#### O que se pede
[a] Liste, na ordem em que aparecem, todos os anos citados no texto sobre o Acordo Anglo-Soviético, sem repetir nenhum.
[b] Prossiga com o texto sobre o Acordo Anglo-Soviético a partir da última frase apresentada.

#### Trecho do documento
# # # #

Antes do início da Segunda Guerra Mundial, nenhum tratado pareceria tão improvável quanto o Acordo Anglo-Soviético de 1941 — o tratado de assistência recíproca assinado há 83 anos, em 12 de julho de 1941, oficializando a aliança militar entre União Soviética e Reino Unido contra a Alemanha nazista.
Desde a ascensão de Adolf Hitler ao poder em 1933, a Alemanha nazista contava com o apoio e a admiração das potências ocidentais, que enxergavam o regime como uma ferramenta de contenção da esquerda radical, cuja expansão havia sido potencializada pela crise econômica instaurada após a quebra da Bolsa de Valores de Nova York, em 1929.
Em amplos setores da burguesia norte-americana e britânica, a torcida por Hitler era incondicional. Majoritariamente filonazista, a elite britânica não apenas ajudou a financiar e consolidar o Terceiro Reich, como agiu para garantir a condescendência diplomática ao desrespeito sistemático de Hitler às cláusulas do Tratado de Versalhes.
Até mesmo o primeiro-ministro britânico Winston Churchill, heroicizado pela indústria cultural do Ocidente como um bastião da luta antinazista, tinha mais semelhanças com Hitler do que os liberais ocidentais gostariam de admitir. Assim como o Führer, Churchill nutria um ódio hidrofóbico ao comunismo e à União Soviética, chegando a tomar parte da intervenção estrangeira que combateu o governo revolucionário russo após o triunfo da Revolução de Outubro — ocasião em que ordenou o uso de armas químicas contra combatentes bolcheviques.
E tal qual o chanceler alemão, Churchill também era ultrarracista, partidário do ideal da supremacia branca e da tese de que existia uma hierarquia das raças cujo topo seria ocupado pelos brancos. O premiê britânico era um declarado defensor da eugenia e advogava abertamente pela esterilização dos grupos étnicos que enxergava como inferiores — tais como os indianos e os povos da África Subsaariana.
Antes da Segunda Guerra, Churchill foi um entusiasmado admirador de Adolf Hitler. Em seus discursos de 1935 e 1937, respectivamente intitulados “A verdade sobre Hitler” e “Hitler e sua escolha”, Churchill não poupou elogios ao líder nazista, exaltando sua “competência” e “carisma”: “aqueles que conheceram Herr Hitler pessoalmente, em reuniões de negócios ou encontros sociais, encontraram um funcionário altamente competente, tranquilo e bem-informado, dotado de maneiras agradáveis e de um sorriso que desarma, e poucos conseguiram permanecer imunes ao seu sutil magnetismo pessoal”, afirmou Churchill sobre o líder nazista, complementando que tinha esperança de que o chanceler alemão pudesse “ajudar a criar tempos mais felizes”.

# # # #

#### Dados fornecidos
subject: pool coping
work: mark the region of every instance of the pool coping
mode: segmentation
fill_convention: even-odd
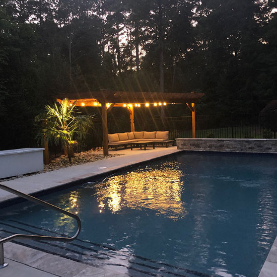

# # # #

#### Respostas esperadas
[a] 1941, 1933, 1929, 1935, 1937

[b]
As afinidades entre a plutocracia britânica e o nazismo alimentaram crença de Hitler na possibilidade de o Reino Unido não intervir para limitar o agressivo o expansionismo alemão. A relutância do Reino Unido em lançar uma ofensiva geral contra a Alemanha, mesmo após a declaração formal de guerra, era um indicativo de que a tese tinha alguma substância. A ambivalência britânica também se fez notar nas reuniões do conselho de guerra, quando os oficiais da Força Aérea Real se mostraram reticentes em bombardear as indústrias do vale do Ruhr, pois não queriam “causar danos às propriedades privadas alemãs”. Da mesma forma, a Força Expedicionária Britânica, que desembarcou em solo francês nos primeiros meses do conflito, não possuía nenhum plano de ação que fizesse referência a uma possível invasão do território alemão. Em outras palavras, o Reino Unido não tinha a mais remota intenção de depor o regime nazista, mesmo quando já havia declarado guerra contra a Alemanha.
Impaciente com a atitude britânica, que relutava em partir para uma campanha agressiva, mas também não propunha nenhum sinal de trégua ou acordo, Hitler tomou a decisão de ordenar uma ofensiva geral contra as forças anglo-francesas em maio de 1940. Após derrotar a França, o chanceler alemão obrigou a Força Expedicionária Britânica a empreender uma retirada humilhante pelo porto de Dunquerque, mas foi condescendente ao permitir a evacuação de quase 400 mil soldados britânicos por meio do Canal da Mancha.
Um último gesto de conciliação com o Reino Unido ainda seria orquestrado por Rudolf Hess, um dos principais assessores do líder nazista, que foi ao Reino Unido para tentar convencer o Duque de Hamilton a apoiar a adesão britânica a uma campanha militar internacional contra a União Soviética, epicentro do socialismo internacional.
Não obstante, a Alemanha já havia, a essa altura, ultrapassado o ponto de não retorno. O expansionismo nazista havia se convertido em uma ameaça ao domínio imperial britânico. Em menos de dois anos, a Alemanha já havia dominado a França, Áustria, Checoslováquia, Bélgica, Países Baixos, Dinamarca e Noruega, retirando quase toda a Europa Ocidental do círculo de influência britânico.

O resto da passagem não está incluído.